INPUT DATA »
'''
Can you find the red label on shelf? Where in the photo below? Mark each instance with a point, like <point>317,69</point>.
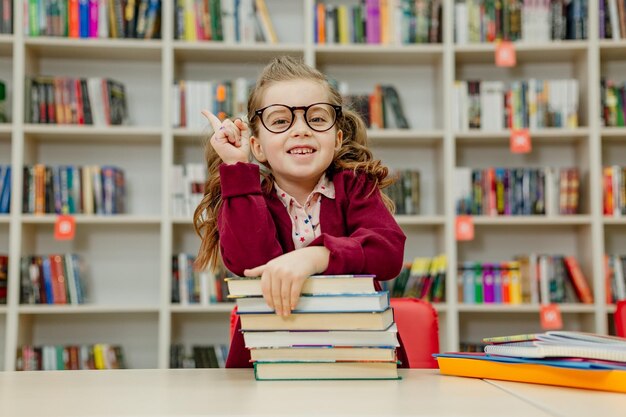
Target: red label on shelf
<point>520,141</point>
<point>505,54</point>
<point>464,228</point>
<point>550,315</point>
<point>65,227</point>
'''
ABOUT THIS TASK » Repeat the records exactly but leave out the images.

RESULT OF THIS TASK »
Can you find the red label on shelf? Where in the photo below? Mark each instance with a point, like <point>317,69</point>.
Target: red label on shelf
<point>520,141</point>
<point>505,54</point>
<point>464,228</point>
<point>550,315</point>
<point>65,227</point>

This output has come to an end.